*Passage to read:*

Using Kraken on Galaxy

Brief Introduction

Today, we will introduce Kraken, a tool for metagenomic classification. Kraken attempts to address the speed performance shortcomings of BLAST, and the sensitivity shortcomings of MetaPhlAn. In order to focus on the application itself instead of potential installation and configuration hurdles, we will be using Galaxy to conduct this tutorial.

To begin, we will find datasets from two different sequencing platforms, one from 454, and another from Illumina. NCBI BioProject and NCBI SRA, a sequence read data archive, are practical resources to use for obtaining metagenomic, among other, data.

Selecting Metagenomic Data for Use

In your favorite web browser (preferably one that respects your privacy and digital freedom), navigate to the BioProject Browse Page.
Under the Project Data Type menu, select Metagenome.
The author of this tutorial is not particularly anthropocentric, and does enjoy relaxation, so let us choose the hot springs metagenome project.
In order to give us more flexibility in selecting runs to use, let us use the parent project PRJNA20821

We will use the following datasets for the rest of the tutorial.

Using Kraken on Galaxy

Create a new history and rename it to Metagenomic Analysis
Click Extract reads (FASTQ) on the left hand side under NCBI SRA Tools. If you have trouble finding it, you can always search for it in the “search tools” section.
Once you have retrieved your reads from NCBI SRA, rename them on the right hand side so that you don’t confuse yourself later. If you don’t, please google HXB2 contamination to see what happens when you are careless about labeling.
Under Metagenomic Analysis, select Kraken.

Since we are looking at hot spring data, we are most likely interested in bacterial diversity.
We will select the quick operation due to the minimal loss in sensitivity for greatly increased gain in speed.

Kraken Report Tool

The raw output from Kraken is a bit unwieldy to work with, so we will want to use tools like Kraken Report.

*Dataset:*
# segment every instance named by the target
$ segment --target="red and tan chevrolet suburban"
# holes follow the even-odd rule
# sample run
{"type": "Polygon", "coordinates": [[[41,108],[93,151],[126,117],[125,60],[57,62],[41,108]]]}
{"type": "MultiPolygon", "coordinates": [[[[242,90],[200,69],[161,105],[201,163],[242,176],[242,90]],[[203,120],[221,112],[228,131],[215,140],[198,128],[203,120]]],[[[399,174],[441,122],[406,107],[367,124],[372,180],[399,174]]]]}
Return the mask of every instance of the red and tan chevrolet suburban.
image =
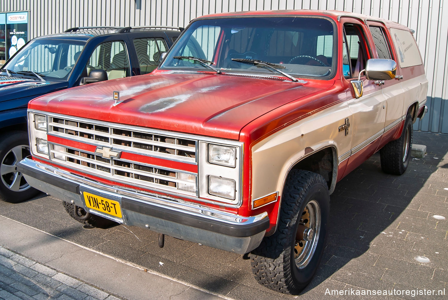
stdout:
{"type": "Polygon", "coordinates": [[[31,101],[18,170],[80,222],[250,252],[260,283],[296,294],[322,257],[337,182],[378,151],[384,172],[405,171],[427,88],[396,23],[205,16],[150,74],[31,101]]]}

*Required tasks:*
1. In the Kraken on Galaxy tutorial, which parent project is chosen to allow more flexibility in selecting runs?
2. Extend the Kraken on Galaxy tutorial, starting after its last sentence.

*Written responses:*
1. PRJNA20821

2.
Click the search field on the left hand side of Galaxy
Search “kraken-report”
Select the Kraken output you wish to receive a report for
Run and profit

Let’s take a look at the top hits Illumina Results

First, we must be able to interpret each column

Percentage of reads covered by the clade rooted at this taxon
Number of reads covered by the clade rooted at this taxon
Number of reads assigned directly to this taxon
A rank code, indicating (U)nclassified, (D)omain, (K)ingdom, (P)hylum, (C)lass, (O)rder, (F)amily, (G)enus, or (S)pecies. All other ranks are simply ’-‘.
NCBI taxonomy ID
indented scientific name

We can see that of the species classified, 228210 were Alteromonas macleodii str. ‘Ionian Sea U8’. 599478 was not classified at all.

454 Results With the 454 dataset, we see that Kraken was able to classify 97.17% as Sulfolobus tokodaii str. 7.

Kraken Filtering Options

We can also use Kraken filtering options select the most abundant classifications according to rank code.

Click the search field on the left hand side of Galaxy
Search “kraken-filter”
Select the original Kraken dataset
Run kraken-report on resulting filtered dataset

Kraken filters using scores. A sequence label’s score is a fraction C/Q, where C is the number of k-mers mapped to LCA values in the clade rooted at the label, and Q is the number of k-mers in the sequence that lack an ambiguous nucleotide (i.e., they were queried against the database).

Notice that the results are not as granular, and that we lose quite a bit of classification, by setting the filtering score to .2 Illumina Filter

Filtering on 454 data isn’t as drastic, but it is still substantial 454 Filter

If we elect to filter and sort data using Galaxy, we can use filter based on column 4 (the rank code), and then select sort on number of reads covered by the clade rooted at the taxon. An example using species on the Illumina dataset is shown below:

Illumina Species

And if we sort by Family (please note you want to sort by the second column)

I do not have a screenshot of this due to the Galaxy site being unavailable on Tuesday 20170509.

Questions to Ponder

The importance of knowing the source of your data

One question that we must keep in mind when doing metagenomic analysis is what sort of machine and method was used to sequence the data in the first place. We can see how much more successful Kraken was at identifying the 16S results. This is because the 16S rRNA gene is highly conserved across different species of bacteria and archaea.

Please note that this conclusion is not universal, and it depends on the context of the experiment you are conducting. Despite increased depth with 16s sequencing, the researcher is potentially sacrificing signal in detecting a wider range of bacterial diversity. I urge the reader to read journal publications discussing the strengths and limitations of both methods.

Additional Kraken Parameters

Please consider the Kraken database you select when using the application. Notice that you will not classify data accurately at all if you are using the wrong database.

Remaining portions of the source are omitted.